**Given exercise A**
Please give the Fort Mahakan article again from "The community in" through "living there illegally.", switching "park" to "public garden".
**Given exercise B**
In the Fort Mahakan article, what year were the eviction orders issued?
**Given exercise C**
Write the next part of the Fort Mahakan article, picking up after its final sentence.

Ancient fort community in Bangkok loses 25-year battle against bulldozers

A 300-year-old community in Bangkok will have its homes demolished as part of the city’s modernisation plans.

Bangkok tourism
The evening sun sets over the modernizing city of Bangkok, where towering skyscrapers are gradually edging out rural communities in the name of tourism. Image: Mike Behnken, CC BY-ND 2.0 via IFPRI Flickr

For more than two decades, a community of more than 300 people living next to an old fort in Bangkok staved off drug dealers keen to extend their turf, and city officials eager to tear down their homes and build a park to draw more tourists.

Last week, the handful of residents who still remained conceded defeat and left their old wooden homes in Fort Mahakan, even as historians and civic groups slammed the city’s modernisation plan, saying it is uprooting thousands of people.

The community in Mahakan is believed to have lived behind the octagonal fort for more than 300 years. The area was earmarked for a park in 1978, and eviction orders issued in 1992, when officials said they were living there illegally.

The residents organised protests, filed a petition in court to be allowed to stay, and even proposed a heritage museum that they could run on site. But the demolitions soon began.

“We have lived here through all the changes the city has gone through, and we have helped protect the fort and this neighbourhood. Now we are being kicked out,” said Khomonlak Supawatchai, 40, a third-generation resident.

**Information provided**
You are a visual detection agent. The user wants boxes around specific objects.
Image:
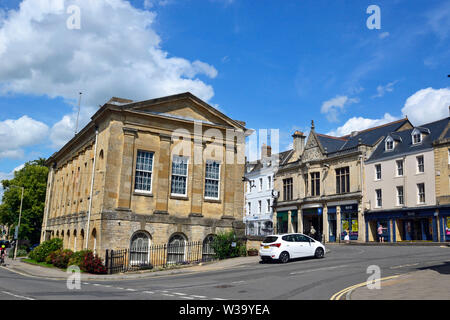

**Expected answer A**
The community in Mahakan is believed to have lived behind the octagonal fort for more than 300 years. The area was earmarked for a public garden in 1978, and eviction orders issued in 1992, when officials said they were living there illegally.

**Expected answer B**
1992

**Expected answer C**
“We were ready to give up some land if we could live here and help people can learn about the history of the fort and the community. But they do not want us here,” she said.

The eviction of the community is part of a wider effort to modernise Bangkok. Authorities are also clearing the sidewalks of vendors and food stalls, and removing homes and shanties along the Chao Phraya river to build a promenade.

Civic groups say the evictions mostly target poor communities who have no formal rights over their land or property, yet are an integral part of the city, contributing to its economy and colourful character.

Authorities say they are removing encroachers to make sidewalks and riverfront areas accessible to more people.

“The people in Pom Mahakan have lived illegally on public land for many years. We want to build a public park, so more people can enjoy this historic site,” said Bangkok’s planning department chief Sakchai Boonma.

“We have offered compensation, and a relocation site, and have had discussions with them for a very long time. Now they have to leave,” he said.

Beautification

Rattanakosin Island, where Fort Mahakan is located, is the original settlement of Bangkok, and home to some of its top tourist attractions such as the Grand Palace and the Wat Pho temple, known for its giant reclining Buddha.

Fort Mahakan, built in the 18th century, is one of the oldest structures in Bangkok, one of 14 citadels that once guarded the city. Only one other fort remains.

The eviction of the community and the demolition of their elegant wooden homes is a big loss to the city, where skyscrapers and malls threaten to engulf all traditional architecture and edge out the poor, conservationists say.

“Vernacular architecture is being destroyed in the name of development,” said Chatri Prakitnonthakan, an associate professor of architecture at Silpakorn University, who was involved in the proposal for a heritage museum at Fort Mahakan.

“‘Beautification’ is invoked as a justification for an urban reorganisation that threatens existing ways of life and ignores the aesthetic values and social needs of poorer residents.”

Signs in English and Thai outside some of the Mahakan homes traced family lineages, and evoked lost traditions.

One house was the site of the first performances of likay, a traditional theatre form. Its residents now sell fish maw soup, made from the swim bladders of large fish.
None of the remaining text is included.